Aufgabe 1:
Gib an, wie viele Zeilen der folgenden Auflistung die Zeichenfolge „ground“ enthalten. Nenne nur die Zahl.

Ausgewählter Text:
**********

Im Frühling 1907 ging ich dann in der Tollense-Gegend selbst an die Sammelarbeit heran. Das Aufnehmen der Flurnamen erwies sich als ein vorzügliches Mittel, um in der ganzen Gegend heimisch zu werden und die Leute zu unbefangenen Mitteilungen anzuregen. Ich habe dann bis heute[1] 59 Dörfer der Gegend Penzlin – Neustrelitz – Stargard – Neubrandenburg, zum Teil von Haus zu Haus, abgesucht und eine Fülle von Sagen gefunden, wie sie wohl bei keiner anderen historisch bedeutsamen Stätte bisher aufgedeckt worden ist. Unbeeinflußt durch die Berichte Thietmars und Adams und die Ergebnisse der bisherigen Grabungen hab ich nach Kräften versucht, immer nur den Tatbestand aufzunehmen, niemals etwas in die Leute hineinzufragen, die krausen, sich vielfach direkt widersprechenden Berichte in allen Einzelzügen festzuhalten, und immer wieder die Glaubwürdigkeit des Gewährsmannes zu prüfen und festzustellen, aus welchen Quellen er schöpfte. Vor absichtlichen Täuschungen glaube ich durch vierundzwanzigjährige Sammlererfahrung geschützt zu sein. Aus Zeitungsberichten und den Mitteilungen der Oestenschen Arbeiter geschöpfte Angaben abzuwehren, bedarf es meist nur weniger Worte. Wirklich sagenkundige Leute merken, wenn man ihnen in rechter Weise naht, sofort, worauf es ankommt.

**********

Bereitgestelltes Material:

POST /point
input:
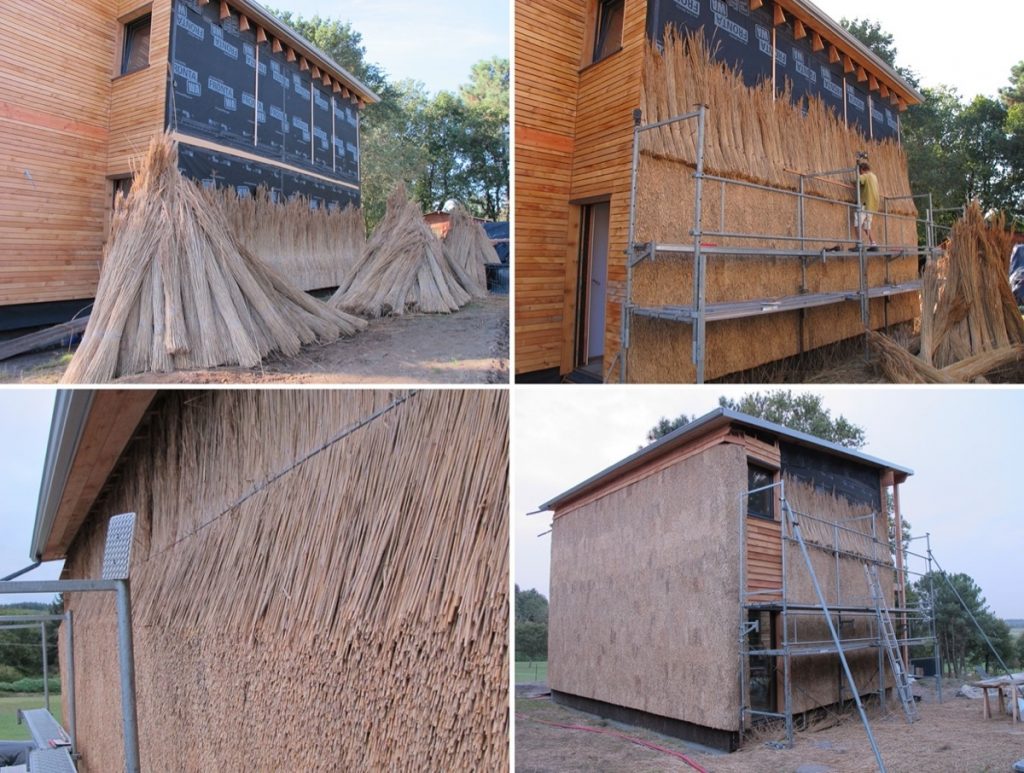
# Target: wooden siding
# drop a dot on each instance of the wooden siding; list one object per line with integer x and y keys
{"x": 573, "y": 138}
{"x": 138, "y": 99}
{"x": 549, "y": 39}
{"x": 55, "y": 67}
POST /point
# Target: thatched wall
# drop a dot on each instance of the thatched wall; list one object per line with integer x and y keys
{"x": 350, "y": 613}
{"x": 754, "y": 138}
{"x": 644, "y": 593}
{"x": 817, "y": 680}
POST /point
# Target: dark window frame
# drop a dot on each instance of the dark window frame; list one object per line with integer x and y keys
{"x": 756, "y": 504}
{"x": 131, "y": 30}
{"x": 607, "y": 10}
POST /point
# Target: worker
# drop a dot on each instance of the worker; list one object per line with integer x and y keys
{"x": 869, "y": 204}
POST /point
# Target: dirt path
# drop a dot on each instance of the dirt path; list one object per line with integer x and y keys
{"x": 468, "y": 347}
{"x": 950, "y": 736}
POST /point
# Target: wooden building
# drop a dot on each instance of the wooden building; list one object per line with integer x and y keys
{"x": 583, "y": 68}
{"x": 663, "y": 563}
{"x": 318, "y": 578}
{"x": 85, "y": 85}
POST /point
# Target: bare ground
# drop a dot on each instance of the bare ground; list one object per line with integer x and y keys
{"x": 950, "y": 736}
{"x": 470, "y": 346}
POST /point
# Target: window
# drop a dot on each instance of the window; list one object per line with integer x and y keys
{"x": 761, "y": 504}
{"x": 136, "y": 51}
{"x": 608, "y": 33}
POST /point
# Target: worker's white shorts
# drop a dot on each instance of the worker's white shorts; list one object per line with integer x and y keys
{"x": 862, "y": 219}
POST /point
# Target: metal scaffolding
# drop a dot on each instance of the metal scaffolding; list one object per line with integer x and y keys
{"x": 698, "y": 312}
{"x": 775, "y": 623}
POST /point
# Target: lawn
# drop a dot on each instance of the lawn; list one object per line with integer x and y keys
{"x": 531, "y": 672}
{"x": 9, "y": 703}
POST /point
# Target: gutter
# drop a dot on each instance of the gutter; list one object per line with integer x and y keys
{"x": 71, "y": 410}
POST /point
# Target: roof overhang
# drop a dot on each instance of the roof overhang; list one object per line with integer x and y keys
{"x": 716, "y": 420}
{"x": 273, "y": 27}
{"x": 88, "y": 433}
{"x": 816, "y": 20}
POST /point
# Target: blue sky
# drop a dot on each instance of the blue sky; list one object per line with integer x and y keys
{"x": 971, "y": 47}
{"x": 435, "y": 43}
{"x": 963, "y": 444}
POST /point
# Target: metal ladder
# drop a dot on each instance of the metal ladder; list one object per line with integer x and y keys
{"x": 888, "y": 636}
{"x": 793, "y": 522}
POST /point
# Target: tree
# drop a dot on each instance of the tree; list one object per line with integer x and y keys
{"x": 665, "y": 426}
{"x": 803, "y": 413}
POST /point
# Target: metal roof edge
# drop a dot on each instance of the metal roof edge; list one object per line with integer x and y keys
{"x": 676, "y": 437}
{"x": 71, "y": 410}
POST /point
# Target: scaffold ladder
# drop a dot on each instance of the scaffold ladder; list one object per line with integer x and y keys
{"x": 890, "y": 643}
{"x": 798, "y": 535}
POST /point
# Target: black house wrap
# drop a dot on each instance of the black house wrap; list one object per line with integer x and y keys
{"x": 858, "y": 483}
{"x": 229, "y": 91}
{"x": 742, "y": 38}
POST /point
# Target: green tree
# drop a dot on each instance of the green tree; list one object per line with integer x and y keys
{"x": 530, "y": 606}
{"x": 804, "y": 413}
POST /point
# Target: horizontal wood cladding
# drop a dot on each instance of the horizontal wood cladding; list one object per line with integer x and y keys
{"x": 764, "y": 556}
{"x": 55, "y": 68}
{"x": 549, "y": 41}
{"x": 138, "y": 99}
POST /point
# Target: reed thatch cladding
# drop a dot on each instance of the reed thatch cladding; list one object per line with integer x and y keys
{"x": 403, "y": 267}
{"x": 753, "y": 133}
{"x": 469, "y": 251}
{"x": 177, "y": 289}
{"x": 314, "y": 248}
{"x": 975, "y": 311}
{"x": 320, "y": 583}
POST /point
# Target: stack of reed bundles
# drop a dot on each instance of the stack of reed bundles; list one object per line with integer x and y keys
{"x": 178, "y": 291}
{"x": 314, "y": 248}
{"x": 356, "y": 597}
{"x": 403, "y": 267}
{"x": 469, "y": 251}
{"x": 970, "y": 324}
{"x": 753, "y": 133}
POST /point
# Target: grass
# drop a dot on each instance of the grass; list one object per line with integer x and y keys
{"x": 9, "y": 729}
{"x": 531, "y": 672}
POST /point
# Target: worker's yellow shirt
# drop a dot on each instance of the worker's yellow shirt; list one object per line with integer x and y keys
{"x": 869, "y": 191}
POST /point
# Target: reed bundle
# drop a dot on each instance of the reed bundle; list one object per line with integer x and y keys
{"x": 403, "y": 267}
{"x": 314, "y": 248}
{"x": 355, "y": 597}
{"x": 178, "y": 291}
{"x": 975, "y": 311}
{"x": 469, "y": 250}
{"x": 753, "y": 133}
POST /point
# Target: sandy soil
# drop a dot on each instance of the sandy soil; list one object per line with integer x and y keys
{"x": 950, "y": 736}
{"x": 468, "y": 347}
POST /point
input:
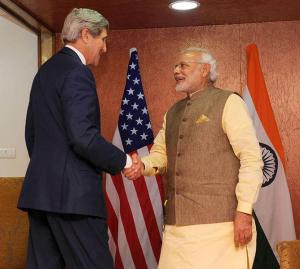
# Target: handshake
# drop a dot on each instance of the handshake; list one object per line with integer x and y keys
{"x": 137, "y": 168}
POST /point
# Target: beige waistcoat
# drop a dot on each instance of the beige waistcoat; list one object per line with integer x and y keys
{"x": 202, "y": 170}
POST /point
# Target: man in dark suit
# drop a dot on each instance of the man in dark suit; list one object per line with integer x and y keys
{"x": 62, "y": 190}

**********

Aufgabe 2:
Nenne alle Orte, mit denen der Text über die Sagensammlung die abgesuchte Gegend umreißt.

Lösung 1:
2

Lösung 2:
Penzlin, Neustrelitz, Stargard, Neubrandenburg